### DATA RECORDS

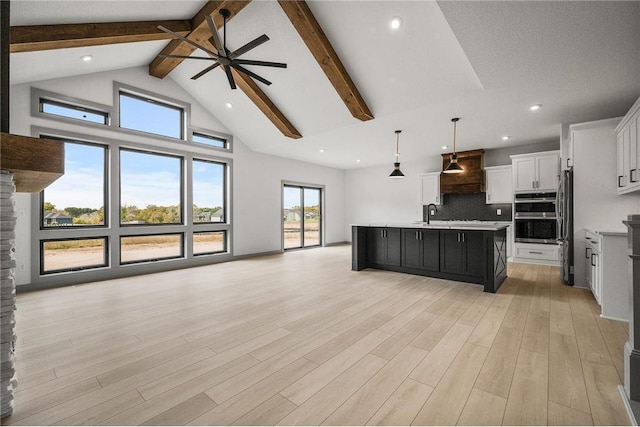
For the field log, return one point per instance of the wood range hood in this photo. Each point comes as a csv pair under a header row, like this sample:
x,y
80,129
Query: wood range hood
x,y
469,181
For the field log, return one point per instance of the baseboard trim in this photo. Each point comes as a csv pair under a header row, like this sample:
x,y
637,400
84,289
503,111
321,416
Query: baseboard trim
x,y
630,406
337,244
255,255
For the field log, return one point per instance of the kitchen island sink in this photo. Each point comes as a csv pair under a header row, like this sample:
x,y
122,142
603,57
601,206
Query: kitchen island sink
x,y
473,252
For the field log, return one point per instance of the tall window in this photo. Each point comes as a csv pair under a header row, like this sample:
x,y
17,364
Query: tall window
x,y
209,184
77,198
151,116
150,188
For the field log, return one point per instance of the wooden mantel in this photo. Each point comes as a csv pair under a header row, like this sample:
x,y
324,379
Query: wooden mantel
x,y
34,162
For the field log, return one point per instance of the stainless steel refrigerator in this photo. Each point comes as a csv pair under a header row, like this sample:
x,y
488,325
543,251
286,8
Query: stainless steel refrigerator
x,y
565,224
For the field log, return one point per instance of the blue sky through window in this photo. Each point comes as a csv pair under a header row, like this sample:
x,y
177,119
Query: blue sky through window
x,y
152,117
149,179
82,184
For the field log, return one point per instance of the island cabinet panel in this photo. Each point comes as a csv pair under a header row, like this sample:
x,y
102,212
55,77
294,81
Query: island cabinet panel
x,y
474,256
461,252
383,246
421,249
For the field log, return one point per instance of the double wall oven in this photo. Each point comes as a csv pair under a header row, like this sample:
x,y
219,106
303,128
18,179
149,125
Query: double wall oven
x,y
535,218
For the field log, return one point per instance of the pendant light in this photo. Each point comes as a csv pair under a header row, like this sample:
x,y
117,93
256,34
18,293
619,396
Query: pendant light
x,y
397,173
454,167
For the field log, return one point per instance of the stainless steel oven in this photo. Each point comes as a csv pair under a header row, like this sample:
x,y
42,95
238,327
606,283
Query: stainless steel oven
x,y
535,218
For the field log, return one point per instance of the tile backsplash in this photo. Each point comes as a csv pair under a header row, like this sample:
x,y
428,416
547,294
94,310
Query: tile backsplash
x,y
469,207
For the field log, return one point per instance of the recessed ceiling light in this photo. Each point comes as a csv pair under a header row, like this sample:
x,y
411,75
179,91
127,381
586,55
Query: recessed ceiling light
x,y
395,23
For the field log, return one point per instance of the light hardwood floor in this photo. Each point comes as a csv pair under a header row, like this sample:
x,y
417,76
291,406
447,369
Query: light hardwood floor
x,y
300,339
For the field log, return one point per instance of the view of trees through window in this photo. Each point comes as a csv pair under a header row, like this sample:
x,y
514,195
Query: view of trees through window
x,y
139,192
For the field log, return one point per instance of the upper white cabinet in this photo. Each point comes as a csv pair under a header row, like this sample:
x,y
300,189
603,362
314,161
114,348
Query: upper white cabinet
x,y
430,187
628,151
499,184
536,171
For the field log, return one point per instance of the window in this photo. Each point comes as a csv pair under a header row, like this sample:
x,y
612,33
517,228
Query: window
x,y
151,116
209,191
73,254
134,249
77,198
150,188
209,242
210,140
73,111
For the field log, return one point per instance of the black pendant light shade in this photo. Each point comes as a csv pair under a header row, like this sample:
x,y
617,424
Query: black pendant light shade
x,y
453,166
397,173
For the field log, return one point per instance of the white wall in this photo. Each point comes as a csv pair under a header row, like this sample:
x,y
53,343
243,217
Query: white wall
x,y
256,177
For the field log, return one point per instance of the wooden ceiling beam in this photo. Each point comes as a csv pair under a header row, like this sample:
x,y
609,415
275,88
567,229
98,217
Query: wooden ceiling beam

### EXERCISE OBJECTIVE
Rewrite all of the data above, changing every "field log" to "site survey" and leaving everything else as it is. Omit the pictures.

### RESULT OF THE EXERCISE
For the site survey, return one point per instance of the wood range hood in this photo. Each point comes as a csv pair under a header row, like this sample:
x,y
80,129
Query: wood range hood
x,y
469,181
For the site survey, return one point per instance of the baseboard trim in this photo. Each point comes as a csv pair under a header row, like this sample:
x,y
637,400
84,289
503,111
321,416
Query: baseboard trim
x,y
630,406
337,244
255,255
For the site survey, return one point per instance of the kitchen island sink in this photo. Each point comes as a csv pair under a header row, like this sample:
x,y
122,142
603,57
601,206
Query: kitchen island sink
x,y
473,252
For the site survey, return one point per instance of the tall window in this photo. Each point comes as a csv pair under a header row, like this sample:
x,y
17,364
Query: tall window
x,y
209,184
77,198
151,116
150,188
For the site survey, return one point per instance of the wooden mantel in this photo. Each point comes as a csv pair under a header row, like this sample:
x,y
324,379
Query: wooden mantel
x,y
34,162
For the site survey, return one point per instance of the stainless steel refrigerator in this photo. Each point comes as a csv pair under a header row, like this sample:
x,y
488,325
543,251
286,8
Query: stainless steel refrigerator
x,y
565,224
For the site survey, return one point per instance of the blue sky through window in this photo. Each point comes as a csv pair under a header row, like this sample:
x,y
177,119
Query: blue sky through window
x,y
152,117
149,179
82,184
For the site survey, return one point per instance of the island cabinet panel in this photo. Each point comes as a csv pair under a header row, like this sample:
x,y
102,212
55,77
294,81
Query: island cabinet panel
x,y
474,256
461,252
383,246
421,249
For the site survey, return one point per instance of the double wall oven in this photo. Each point comes as a csv pair under a header row, like this sample:
x,y
219,106
303,128
18,179
149,125
Query: double wall oven
x,y
535,218
For the site survey, return one point per instance of the pendant light in this photo. Each point comes as a csv pair under a header row, like this sample:
x,y
117,93
256,34
18,293
619,396
Query: pendant light
x,y
397,173
454,167
For the site survey, return one point per instance of the stainless steel oven in this photo. Each point comes as a csv pair under a header row, like this sample:
x,y
42,95
238,327
606,283
Query: stainless steel oven
x,y
535,218
For the site survey, return one point per instance of the tile backsplash in this photo. Each point comes as a csv pair under a header row, like this sample:
x,y
428,416
547,294
94,310
Query: tile backsplash
x,y
469,207
For the site survey, return one point per instance of the recessed ceiling light in this photo. Each point comes as a csv pair under a header row, like this sample:
x,y
411,75
179,91
127,381
586,55
Query: recessed ceiling light
x,y
395,23
For the site survey, return one point per instance of the light hardwood floor in this photo. Each point comes as a csv pair under a header row, like this sample:
x,y
417,76
291,406
447,369
Query: light hardwood floor
x,y
300,339
For the site survey, return one point per instance of the view of trees through window in this photo. Each point comes as a csv pair under a header row, like this sample:
x,y
514,195
Query: view of trees through window
x,y
139,192
For the site survey, return one point per instance of the upper white cabinet in this photo. Each point comes as a csv pair under a header row, like this sample:
x,y
300,189
603,362
314,161
114,348
Query: upper white cabinet
x,y
430,187
628,151
499,184
536,171
For the site survey, return one point per instance of the window in this photo. Each point comes as a csv pair under a header row, like this sample:
x,y
612,33
517,228
Query: window
x,y
151,116
209,191
73,254
134,249
77,198
150,188
209,242
210,140
73,111
For the site survey, return one point per instance of the black pendant light shade in this photo. Each point comes as a csv pair under a header row, like this sample:
x,y
617,424
Query: black pendant light shade
x,y
453,166
397,173
For the site survey, return one point per instance of the white wall in this photo. Each point comes as a csv pair under a header row, like this sample:
x,y
53,343
243,217
Query: white wall
x,y
256,177
For the site survey, return one point per instance of the wooden ceiling beam in this photo. Each point comes as a csv pair under a header row, like this sample:
x,y
609,415
275,88
567,229
98,217
Query: wooden ceiling beam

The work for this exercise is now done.